(Free-text object descriptions)

━━━━━━━━━━

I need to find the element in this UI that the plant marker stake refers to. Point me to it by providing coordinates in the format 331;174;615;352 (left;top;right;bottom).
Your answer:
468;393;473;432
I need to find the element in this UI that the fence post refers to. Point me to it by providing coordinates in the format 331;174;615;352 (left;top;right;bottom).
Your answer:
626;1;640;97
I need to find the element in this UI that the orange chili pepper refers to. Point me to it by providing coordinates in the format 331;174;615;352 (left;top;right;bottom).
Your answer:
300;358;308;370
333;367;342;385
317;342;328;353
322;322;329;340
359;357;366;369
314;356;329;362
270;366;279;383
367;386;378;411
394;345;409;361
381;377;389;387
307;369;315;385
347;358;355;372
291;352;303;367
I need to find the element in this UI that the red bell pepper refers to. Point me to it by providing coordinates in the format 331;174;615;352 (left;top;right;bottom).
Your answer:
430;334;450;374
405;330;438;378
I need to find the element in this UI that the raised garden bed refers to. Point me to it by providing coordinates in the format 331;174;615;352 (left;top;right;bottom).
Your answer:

━━━━━━━━━━

• Work task: All that is wanted is the lines from the one containing "that the fence" through the last line of the records, restated word for word.

• Response to this task:
I need to find the element in this UI that the fence post refers to. Point me to it by providing coordinates in the format 331;174;615;352 (left;top;right;bottom).
Your answer:
626;1;640;97
I need to find the element in this UI that the orange chili pepper refers to. Point me to it by providing coordinates in the format 331;174;615;352 (left;top;right;bottom).
Your answer:
300;358;308;370
333;367;342;385
317;342;328;353
322;322;329;340
359;357;366;369
314;356;329;362
270;366;279;383
367;386;378;411
394;345;409;361
381;377;389;387
307;369;315;385
347;358;355;372
291;352;303;367
I need to find the element in this UI that the red bell pepper refers to. Point me to it by providing coordinates in the format 331;174;615;352 (left;top;right;bottom).
Your answer:
430;334;450;374
405;330;438;378
I need to find the element in this UI that the raised garden bed refers to. Point me to it by providing coordinates in the format 331;174;615;352 (left;top;right;bottom).
Your answer:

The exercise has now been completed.